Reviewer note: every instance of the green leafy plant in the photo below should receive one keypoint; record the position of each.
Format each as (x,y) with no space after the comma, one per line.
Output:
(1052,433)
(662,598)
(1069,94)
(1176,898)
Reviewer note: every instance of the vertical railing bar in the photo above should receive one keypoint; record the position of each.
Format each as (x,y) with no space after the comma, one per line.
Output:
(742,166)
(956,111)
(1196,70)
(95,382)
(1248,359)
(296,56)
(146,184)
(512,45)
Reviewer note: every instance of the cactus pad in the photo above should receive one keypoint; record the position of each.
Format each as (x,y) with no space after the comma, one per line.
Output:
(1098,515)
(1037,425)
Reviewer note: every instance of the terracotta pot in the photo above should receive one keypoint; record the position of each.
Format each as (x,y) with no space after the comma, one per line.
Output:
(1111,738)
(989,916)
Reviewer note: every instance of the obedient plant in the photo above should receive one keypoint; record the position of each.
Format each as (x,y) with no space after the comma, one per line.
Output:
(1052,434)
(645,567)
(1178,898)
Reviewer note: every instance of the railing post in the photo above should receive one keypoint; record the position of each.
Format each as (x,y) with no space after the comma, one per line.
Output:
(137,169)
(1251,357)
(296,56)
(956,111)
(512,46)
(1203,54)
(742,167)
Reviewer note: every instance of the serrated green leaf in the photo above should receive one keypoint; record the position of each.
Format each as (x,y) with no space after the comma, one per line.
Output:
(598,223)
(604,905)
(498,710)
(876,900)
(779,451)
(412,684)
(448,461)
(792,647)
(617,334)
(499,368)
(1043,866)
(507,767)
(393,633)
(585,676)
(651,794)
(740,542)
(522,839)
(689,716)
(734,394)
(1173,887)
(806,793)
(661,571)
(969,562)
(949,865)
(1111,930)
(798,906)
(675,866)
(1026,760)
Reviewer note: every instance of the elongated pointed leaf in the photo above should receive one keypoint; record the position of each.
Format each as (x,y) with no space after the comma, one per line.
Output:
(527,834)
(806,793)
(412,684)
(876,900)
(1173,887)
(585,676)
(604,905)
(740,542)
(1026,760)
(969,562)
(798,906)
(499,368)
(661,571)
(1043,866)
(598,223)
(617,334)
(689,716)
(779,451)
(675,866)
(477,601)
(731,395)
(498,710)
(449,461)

#### Assignment:
Which lines of the listing contain the string "plant"? Copy each of them.

#### Output of the task:
Reviewer note: every instance of the green leafy plant in the photo below should receive one keypoint; record the position of each.
Reviewer note: every instance of the obedient plant in the photo above should receive one keypoint; record the position of each.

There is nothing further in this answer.